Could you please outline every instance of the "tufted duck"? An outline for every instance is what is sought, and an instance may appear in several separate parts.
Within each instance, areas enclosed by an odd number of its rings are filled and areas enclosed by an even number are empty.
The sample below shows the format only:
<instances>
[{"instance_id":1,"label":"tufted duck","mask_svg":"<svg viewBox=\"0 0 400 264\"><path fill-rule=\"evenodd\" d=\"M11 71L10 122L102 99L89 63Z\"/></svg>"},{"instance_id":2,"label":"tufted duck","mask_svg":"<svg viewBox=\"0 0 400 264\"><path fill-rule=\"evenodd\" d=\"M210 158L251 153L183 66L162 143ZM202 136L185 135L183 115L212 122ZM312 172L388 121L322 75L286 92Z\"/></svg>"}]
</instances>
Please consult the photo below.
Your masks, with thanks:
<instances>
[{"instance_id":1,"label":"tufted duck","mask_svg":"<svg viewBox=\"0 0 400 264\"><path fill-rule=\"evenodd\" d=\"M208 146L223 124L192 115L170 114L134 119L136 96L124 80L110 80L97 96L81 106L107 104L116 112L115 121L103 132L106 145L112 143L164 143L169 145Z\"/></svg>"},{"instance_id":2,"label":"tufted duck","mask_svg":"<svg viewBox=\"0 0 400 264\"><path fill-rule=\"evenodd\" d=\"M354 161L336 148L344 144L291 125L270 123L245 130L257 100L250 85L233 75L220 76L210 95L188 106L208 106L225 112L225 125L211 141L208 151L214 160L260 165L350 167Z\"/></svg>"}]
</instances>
....
> What the exercise asks
All of the records above should be repeated exactly.

> Problem solution
Could you please outline every instance of the "tufted duck"? An outline for every instance is what is sought, and an instance may appear in several separate parts.
Within each instance, areas enclosed by an odd number of its rings are filled and areas enclosed by an even number are empty.
The sample below shows the format only:
<instances>
[{"instance_id":1,"label":"tufted duck","mask_svg":"<svg viewBox=\"0 0 400 264\"><path fill-rule=\"evenodd\" d=\"M11 71L10 122L102 99L89 63Z\"/></svg>"},{"instance_id":2,"label":"tufted duck","mask_svg":"<svg viewBox=\"0 0 400 264\"><path fill-rule=\"evenodd\" d=\"M210 158L251 153L183 66L162 143ZM202 136L185 135L183 115L212 122ZM312 172L388 121L322 75L286 92Z\"/></svg>"}]
</instances>
Please consult the photo below.
Your masks, with thanks:
<instances>
[{"instance_id":1,"label":"tufted duck","mask_svg":"<svg viewBox=\"0 0 400 264\"><path fill-rule=\"evenodd\" d=\"M208 146L223 124L192 115L170 114L134 119L136 96L124 80L110 80L97 96L81 106L107 104L116 112L115 121L103 132L106 145L112 143L164 143L169 145Z\"/></svg>"},{"instance_id":2,"label":"tufted duck","mask_svg":"<svg viewBox=\"0 0 400 264\"><path fill-rule=\"evenodd\" d=\"M354 161L336 148L344 144L291 125L270 123L245 130L257 100L250 85L233 75L220 76L210 95L188 106L208 106L225 112L225 125L211 141L208 151L214 160L260 165L350 167Z\"/></svg>"}]
</instances>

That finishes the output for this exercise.